作業指示:
1/ 次の (a)〜(c) が本文の内容と合っているかを「はい」か「いいえ」で判定し、判断の根拠となる本文の言葉をそのまま引用すること。
(a) ウェブアクセシビリティは、誰かのための特別対応だと述べられている。
(b) 「当たり前」は時代や環境とともに変わり続けるとされている。
(c) リモートワークの例では、ネット回線が弱くてビデオをONにできない状況が「目が見えない」に対応づけられている。
2/ 本文によると、今回の特別授業はどのような切り口の授業か。
3/ 本文のうち、「時代や環境とともに「当たり前」は常に変化し続ける」で始まり「れたいニーズに変わっていく。」で終わる部分をそのまま書き写すこと。

本文:
Webアクセシビリティの学校 特別授業
いま私の中で話題のアクセシビリティ。
今回は「デザイン」という切り口の特別授業を受講です。
インクルーシブデザインで“未来の当たり前”をつくる
株式会社コンセント 佐野実生さん
ウェブアクセシビリティは誰かのための特別対応ではない。
ウェブアクセシビリティは可能性を広げる。
アクセシビリティ/インクルーシブを少し意識するだけで、伝えたかったものがもっとより伝わりやすくなる。
制約ではなく、可能性。
インクルーシブデザインとは?
選べる自由があり、一人ひとりにとって嬉しいデザイン
未来の当たり前とは?
時代や環境とともに「当たり前」は常に変化し続ける
例)リモートワーク
・対面での会議やセミナーができない
→ 外に出られない/遠方に住んでいる
・家族がいるので会議でマイクをONにできない、音を出せない
→ 声が出せない/音が聞こえない
・ネット回線が弱くてビデオがONにできない
→ 目が見えない
過去には特別なニーズだったものが、時代の変化によって多くの人が満たされたいニーズに変わっていく。

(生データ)
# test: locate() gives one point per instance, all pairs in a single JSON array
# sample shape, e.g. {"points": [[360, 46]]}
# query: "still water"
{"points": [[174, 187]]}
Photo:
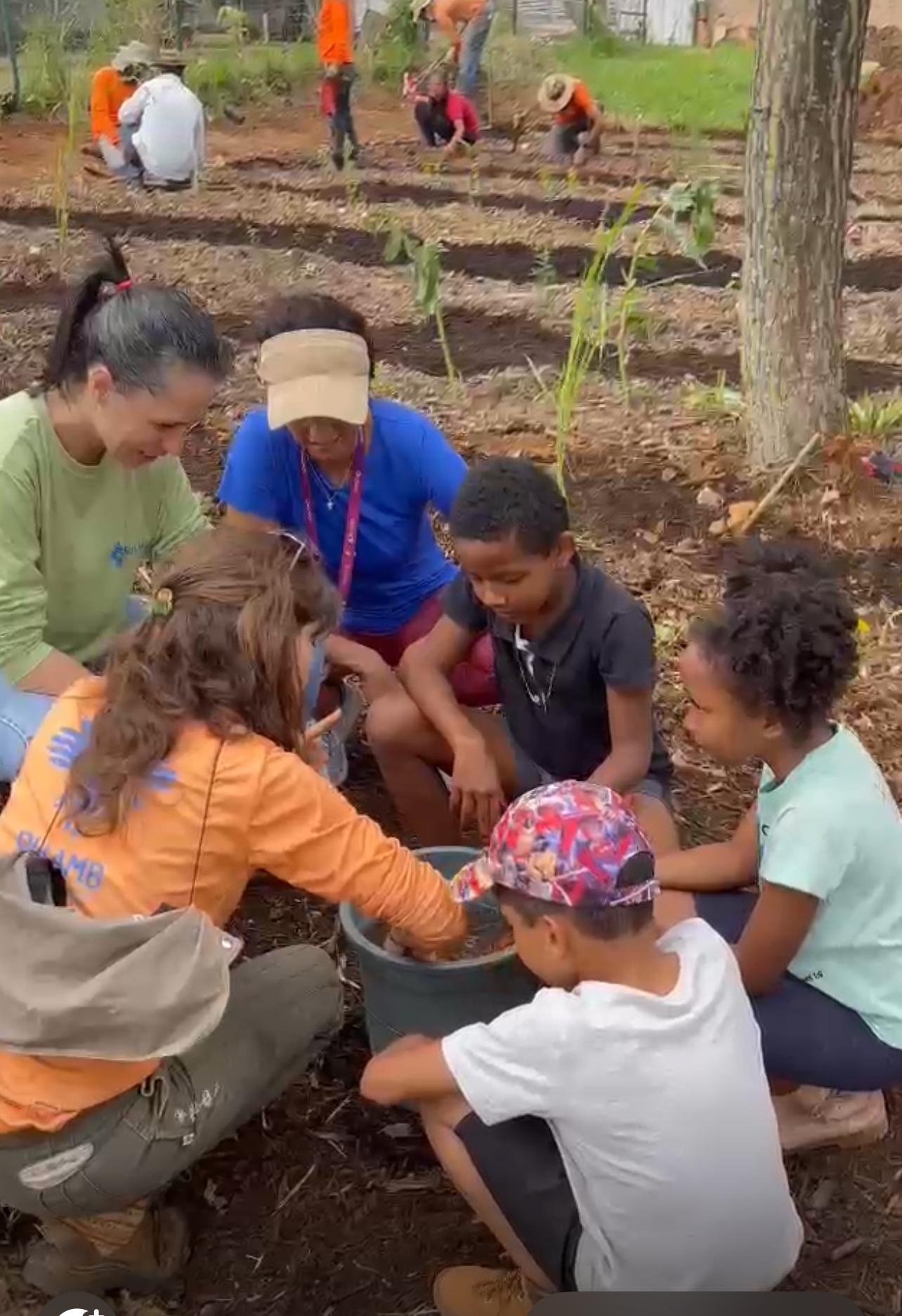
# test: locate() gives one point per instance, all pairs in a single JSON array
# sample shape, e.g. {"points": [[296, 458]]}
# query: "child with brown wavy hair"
{"points": [[165, 784]]}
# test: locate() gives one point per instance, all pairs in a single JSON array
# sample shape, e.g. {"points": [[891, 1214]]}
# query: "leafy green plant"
{"points": [[872, 417], [590, 325], [45, 65], [77, 100], [474, 180], [236, 77], [394, 52], [424, 257], [718, 399], [688, 211], [544, 271], [233, 21], [353, 186], [686, 218]]}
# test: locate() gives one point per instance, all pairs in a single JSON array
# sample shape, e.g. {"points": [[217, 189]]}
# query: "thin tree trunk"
{"points": [[798, 164], [10, 41]]}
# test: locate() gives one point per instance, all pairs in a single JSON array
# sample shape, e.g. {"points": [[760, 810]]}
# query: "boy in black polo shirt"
{"points": [[575, 659]]}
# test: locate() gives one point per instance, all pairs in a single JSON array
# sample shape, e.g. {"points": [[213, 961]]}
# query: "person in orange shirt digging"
{"points": [[149, 796], [466, 24], [111, 87], [577, 119], [336, 51]]}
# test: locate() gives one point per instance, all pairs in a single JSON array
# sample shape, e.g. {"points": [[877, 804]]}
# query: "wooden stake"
{"points": [[754, 516]]}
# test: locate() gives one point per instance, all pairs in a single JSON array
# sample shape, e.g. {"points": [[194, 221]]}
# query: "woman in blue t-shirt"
{"points": [[356, 475]]}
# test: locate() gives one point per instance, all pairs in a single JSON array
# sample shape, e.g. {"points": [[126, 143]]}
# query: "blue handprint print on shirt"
{"points": [[69, 742]]}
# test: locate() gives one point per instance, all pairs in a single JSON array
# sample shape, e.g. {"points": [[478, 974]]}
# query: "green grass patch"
{"points": [[692, 90], [244, 74]]}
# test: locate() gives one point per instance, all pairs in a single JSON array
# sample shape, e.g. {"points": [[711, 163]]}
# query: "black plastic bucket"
{"points": [[406, 996]]}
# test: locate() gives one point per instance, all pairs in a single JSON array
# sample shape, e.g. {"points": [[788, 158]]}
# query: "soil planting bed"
{"points": [[325, 1206]]}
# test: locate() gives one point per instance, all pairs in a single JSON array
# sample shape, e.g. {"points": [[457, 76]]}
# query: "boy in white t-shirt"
{"points": [[615, 1133]]}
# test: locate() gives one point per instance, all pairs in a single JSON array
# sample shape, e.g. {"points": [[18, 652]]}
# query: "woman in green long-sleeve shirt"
{"points": [[91, 483]]}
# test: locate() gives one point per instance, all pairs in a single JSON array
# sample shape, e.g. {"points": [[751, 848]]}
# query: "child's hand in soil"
{"points": [[314, 749], [402, 945]]}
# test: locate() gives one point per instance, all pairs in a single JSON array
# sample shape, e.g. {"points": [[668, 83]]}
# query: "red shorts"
{"points": [[473, 679]]}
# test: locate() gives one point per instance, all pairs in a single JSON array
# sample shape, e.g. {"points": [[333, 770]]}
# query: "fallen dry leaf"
{"points": [[709, 499]]}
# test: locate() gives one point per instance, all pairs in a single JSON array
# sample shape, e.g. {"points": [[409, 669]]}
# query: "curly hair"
{"points": [[784, 636], [314, 311], [510, 496], [220, 647]]}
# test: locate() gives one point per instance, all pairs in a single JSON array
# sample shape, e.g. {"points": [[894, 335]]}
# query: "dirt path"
{"points": [[329, 1207]]}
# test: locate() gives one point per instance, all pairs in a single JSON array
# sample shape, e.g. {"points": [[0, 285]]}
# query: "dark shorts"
{"points": [[806, 1036], [473, 680], [531, 774], [519, 1164]]}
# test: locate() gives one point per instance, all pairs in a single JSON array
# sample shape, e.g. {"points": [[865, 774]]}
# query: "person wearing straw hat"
{"points": [[466, 24], [167, 125], [577, 119], [357, 475], [111, 87]]}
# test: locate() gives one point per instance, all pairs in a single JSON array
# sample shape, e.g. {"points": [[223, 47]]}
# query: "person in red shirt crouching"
{"points": [[445, 117]]}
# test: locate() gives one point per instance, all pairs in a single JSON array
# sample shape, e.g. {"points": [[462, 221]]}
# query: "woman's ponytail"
{"points": [[66, 361]]}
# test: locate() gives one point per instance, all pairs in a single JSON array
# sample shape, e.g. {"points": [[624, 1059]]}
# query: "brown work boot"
{"points": [[821, 1117], [478, 1291], [69, 1261]]}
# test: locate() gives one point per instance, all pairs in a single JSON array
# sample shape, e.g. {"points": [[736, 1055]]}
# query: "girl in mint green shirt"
{"points": [[819, 944], [91, 483]]}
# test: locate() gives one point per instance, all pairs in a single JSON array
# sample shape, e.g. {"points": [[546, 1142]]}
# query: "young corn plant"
{"points": [[75, 100], [686, 219], [875, 417], [589, 336], [544, 271], [424, 260], [717, 400]]}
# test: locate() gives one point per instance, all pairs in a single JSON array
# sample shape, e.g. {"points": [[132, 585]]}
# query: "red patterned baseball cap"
{"points": [[572, 844]]}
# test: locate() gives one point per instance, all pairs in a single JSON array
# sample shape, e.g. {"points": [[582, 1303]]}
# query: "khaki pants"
{"points": [[283, 1007]]}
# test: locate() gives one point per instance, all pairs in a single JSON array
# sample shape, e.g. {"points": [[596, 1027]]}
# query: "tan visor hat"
{"points": [[314, 373]]}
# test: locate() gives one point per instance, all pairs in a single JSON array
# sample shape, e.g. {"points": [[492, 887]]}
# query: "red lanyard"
{"points": [[352, 522]]}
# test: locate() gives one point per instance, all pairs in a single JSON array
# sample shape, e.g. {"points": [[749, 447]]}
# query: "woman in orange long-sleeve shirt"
{"points": [[336, 52], [164, 786], [111, 87]]}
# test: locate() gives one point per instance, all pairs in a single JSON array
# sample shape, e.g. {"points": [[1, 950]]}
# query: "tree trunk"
{"points": [[798, 162]]}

作業結果:
1/
(a) いいえ。「ウェブアクセシビリティは誰かのための特別対応ではない。」
(b) はい。『時代や環境とともに「当たり前」は常に変化し続ける』
(c) はい。「ネット回線が弱くてビデオがONにできない」「→ 目が見えない」

2/ 「デザイン」という切り口の授業である。

3/
時代や環境とともに「当たり前」は常に変化し続ける
例)リモートワーク
・対面での会議やセミナーができない
→ 外に出られない/遠方に住んでいる
・家族がいるので会議でマイクをONにできない、音を出せない
→ 声が出せない/音が聞こえない
・ネット回線が弱くてビデオがONにできない
→ 目が見えない
過去には特別なニーズだったものが、時代の変化によって多くの人が満たされたいニーズに変わっていく。